Вода живая | Священник Владимир Хулап | 17.10.2007 |
Иерей Владимир Хулап кандидат богословия, клирик храма св. равноап. Марии Магдалины г. Павловска, референт санкт-петербургского филиала ОВЦС МП
Больше, чем квартира
Мы не найдем в Новом Завете ясного предписания крестить или не крестить детей. И это вполне понятно, поскольку он отражает миссионерскую ситуацию молодой Церкви, целью которой было приведение ко Христу взрослых иудеев и язычников.Однако мы неоднократно читаем о крещении не только конкретного человека, но и близких ему людей: «дома Стефана» (1 Кор. 1,16), Лидии и «дома ее» (Деян. 16,15), темничного стража и «всех [домашних] его» (Деян. 16,33); начальника синагоги Криспа «со всем домом его» (Деян. 18,8) и, возможно, сотника Корнилия («спасешься ты и весь дом твой», Деян. 11,14). Понятие «дом» (oikos) в иудейской и греко-римской среде той эпохи включало в себя отца и мать семейства, их детей, живших совместно с ними родственников и даже слуг.

• [Поставленная задача 1]:
Ответьте на вопросы по тексту о крещении.
(a) Клириком какого храма назван иерей Владимир Хулап?
(b) Какую ситуацию, по словам текста, отражает Новый Завет?
(c) Кого включало в себя понятие «дом» (oikos) в иудейской и греко-римской среде той эпохи?
• [Поставленная задача 2]:
Определите все строки записей, в которых встречается слово «canopy», и перепишите их целиком. Регистр букв имеет значение.
Записи никак не связаны с текстом о крещении.

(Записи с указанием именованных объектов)
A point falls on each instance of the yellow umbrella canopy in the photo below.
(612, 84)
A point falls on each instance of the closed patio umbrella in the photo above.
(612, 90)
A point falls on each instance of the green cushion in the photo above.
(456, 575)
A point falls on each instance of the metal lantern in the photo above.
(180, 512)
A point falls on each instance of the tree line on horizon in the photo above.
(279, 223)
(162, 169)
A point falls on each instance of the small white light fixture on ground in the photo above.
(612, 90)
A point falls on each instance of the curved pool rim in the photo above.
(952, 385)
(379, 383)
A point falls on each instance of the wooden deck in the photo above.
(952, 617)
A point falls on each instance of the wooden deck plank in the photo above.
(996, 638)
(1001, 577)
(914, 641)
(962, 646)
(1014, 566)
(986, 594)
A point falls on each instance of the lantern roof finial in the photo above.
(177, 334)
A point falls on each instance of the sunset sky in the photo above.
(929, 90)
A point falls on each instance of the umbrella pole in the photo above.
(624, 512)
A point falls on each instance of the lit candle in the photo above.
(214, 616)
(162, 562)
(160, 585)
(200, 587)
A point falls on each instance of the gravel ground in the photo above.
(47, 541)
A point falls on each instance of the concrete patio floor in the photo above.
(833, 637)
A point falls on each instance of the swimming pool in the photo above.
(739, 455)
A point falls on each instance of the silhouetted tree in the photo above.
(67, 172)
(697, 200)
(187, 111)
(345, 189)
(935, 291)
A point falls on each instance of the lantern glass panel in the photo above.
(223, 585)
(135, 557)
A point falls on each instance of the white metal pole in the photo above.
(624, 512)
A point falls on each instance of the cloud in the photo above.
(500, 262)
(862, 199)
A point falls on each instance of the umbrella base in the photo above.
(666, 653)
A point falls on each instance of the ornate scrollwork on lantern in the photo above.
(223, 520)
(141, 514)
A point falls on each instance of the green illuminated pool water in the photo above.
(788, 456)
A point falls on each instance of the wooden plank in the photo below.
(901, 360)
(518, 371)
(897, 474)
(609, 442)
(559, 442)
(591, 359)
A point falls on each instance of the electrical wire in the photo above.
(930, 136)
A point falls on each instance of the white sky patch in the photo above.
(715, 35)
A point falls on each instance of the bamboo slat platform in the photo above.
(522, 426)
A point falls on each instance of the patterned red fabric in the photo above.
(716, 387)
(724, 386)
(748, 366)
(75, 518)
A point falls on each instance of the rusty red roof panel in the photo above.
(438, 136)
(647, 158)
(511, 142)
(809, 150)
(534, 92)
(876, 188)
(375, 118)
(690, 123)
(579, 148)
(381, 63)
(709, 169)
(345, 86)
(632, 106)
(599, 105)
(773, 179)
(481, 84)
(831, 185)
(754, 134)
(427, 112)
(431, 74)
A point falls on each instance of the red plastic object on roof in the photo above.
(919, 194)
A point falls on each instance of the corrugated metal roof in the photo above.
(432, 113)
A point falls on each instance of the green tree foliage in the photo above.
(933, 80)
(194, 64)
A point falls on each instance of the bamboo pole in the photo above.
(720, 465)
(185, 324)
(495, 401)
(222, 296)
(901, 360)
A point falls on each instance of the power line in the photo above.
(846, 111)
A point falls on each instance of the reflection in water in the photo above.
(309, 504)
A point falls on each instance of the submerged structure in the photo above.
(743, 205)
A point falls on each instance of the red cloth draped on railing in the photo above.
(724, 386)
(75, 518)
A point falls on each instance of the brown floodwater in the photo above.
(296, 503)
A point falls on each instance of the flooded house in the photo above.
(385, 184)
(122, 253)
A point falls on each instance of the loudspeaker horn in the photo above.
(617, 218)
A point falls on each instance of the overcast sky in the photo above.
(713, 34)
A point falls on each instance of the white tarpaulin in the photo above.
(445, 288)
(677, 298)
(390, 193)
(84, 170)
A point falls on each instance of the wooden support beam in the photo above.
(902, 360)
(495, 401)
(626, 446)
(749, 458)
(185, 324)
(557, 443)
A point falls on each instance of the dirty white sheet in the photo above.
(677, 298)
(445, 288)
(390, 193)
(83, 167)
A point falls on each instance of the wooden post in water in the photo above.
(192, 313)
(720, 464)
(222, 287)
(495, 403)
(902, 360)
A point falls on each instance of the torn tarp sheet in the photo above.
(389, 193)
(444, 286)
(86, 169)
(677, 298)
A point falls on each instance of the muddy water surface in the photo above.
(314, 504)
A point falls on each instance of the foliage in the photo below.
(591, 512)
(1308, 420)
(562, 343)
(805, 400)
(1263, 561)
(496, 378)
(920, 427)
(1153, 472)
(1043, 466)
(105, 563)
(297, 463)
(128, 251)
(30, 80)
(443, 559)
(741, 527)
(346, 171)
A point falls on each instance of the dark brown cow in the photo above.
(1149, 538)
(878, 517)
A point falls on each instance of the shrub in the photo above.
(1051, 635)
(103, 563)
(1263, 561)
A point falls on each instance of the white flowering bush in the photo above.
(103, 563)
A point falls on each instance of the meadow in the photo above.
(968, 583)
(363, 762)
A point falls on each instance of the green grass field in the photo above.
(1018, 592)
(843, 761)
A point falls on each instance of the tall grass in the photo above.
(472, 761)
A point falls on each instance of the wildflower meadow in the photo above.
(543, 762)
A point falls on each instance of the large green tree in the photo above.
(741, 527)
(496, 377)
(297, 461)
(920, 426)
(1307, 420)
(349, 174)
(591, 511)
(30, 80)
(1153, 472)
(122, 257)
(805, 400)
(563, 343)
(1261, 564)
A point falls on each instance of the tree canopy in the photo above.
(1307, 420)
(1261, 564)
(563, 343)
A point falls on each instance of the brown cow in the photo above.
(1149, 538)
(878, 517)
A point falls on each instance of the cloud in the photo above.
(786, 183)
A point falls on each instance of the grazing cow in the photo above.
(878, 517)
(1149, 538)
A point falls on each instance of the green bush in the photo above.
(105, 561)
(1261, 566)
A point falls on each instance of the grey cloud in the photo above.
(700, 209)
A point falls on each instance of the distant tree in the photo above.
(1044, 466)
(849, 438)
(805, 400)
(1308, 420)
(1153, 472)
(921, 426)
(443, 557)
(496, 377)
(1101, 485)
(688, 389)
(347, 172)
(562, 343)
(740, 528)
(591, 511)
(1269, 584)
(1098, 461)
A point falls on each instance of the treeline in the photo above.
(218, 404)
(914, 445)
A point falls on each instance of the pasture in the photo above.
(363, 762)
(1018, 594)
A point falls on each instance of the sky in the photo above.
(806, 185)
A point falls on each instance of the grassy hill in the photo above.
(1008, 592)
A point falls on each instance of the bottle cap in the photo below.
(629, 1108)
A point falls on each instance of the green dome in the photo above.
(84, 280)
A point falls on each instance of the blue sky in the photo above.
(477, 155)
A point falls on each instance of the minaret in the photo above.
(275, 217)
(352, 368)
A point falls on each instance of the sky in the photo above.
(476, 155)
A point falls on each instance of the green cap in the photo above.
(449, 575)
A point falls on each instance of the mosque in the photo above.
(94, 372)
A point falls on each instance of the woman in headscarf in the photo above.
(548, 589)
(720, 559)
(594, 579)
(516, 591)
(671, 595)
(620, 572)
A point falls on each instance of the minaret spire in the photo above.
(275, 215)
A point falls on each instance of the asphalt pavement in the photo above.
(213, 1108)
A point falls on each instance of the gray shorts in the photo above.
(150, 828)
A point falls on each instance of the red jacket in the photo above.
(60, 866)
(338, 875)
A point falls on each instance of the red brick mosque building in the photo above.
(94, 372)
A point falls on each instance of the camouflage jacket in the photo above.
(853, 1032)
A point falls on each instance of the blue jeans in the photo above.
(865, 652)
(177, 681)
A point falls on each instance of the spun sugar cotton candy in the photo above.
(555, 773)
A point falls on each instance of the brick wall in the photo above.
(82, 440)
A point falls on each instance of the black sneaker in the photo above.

• [Полный ответ 1]:
(a) Храма св. равноап. Марии Магдалины г. Павловска.
(b) Миссионерскую ситуацию молодой Церкви, целью которой было приведение ко Христу взрослых иудеев и язычников.
(c) Отца и мать семейства, их детей, живших совместно с ними родственников и даже слуг.

• [Полный ответ 2]:
A point falls on each instance of the yellow umbrella canopy in the photo below.
A point falls on each instance of the tree canopy in the photo above.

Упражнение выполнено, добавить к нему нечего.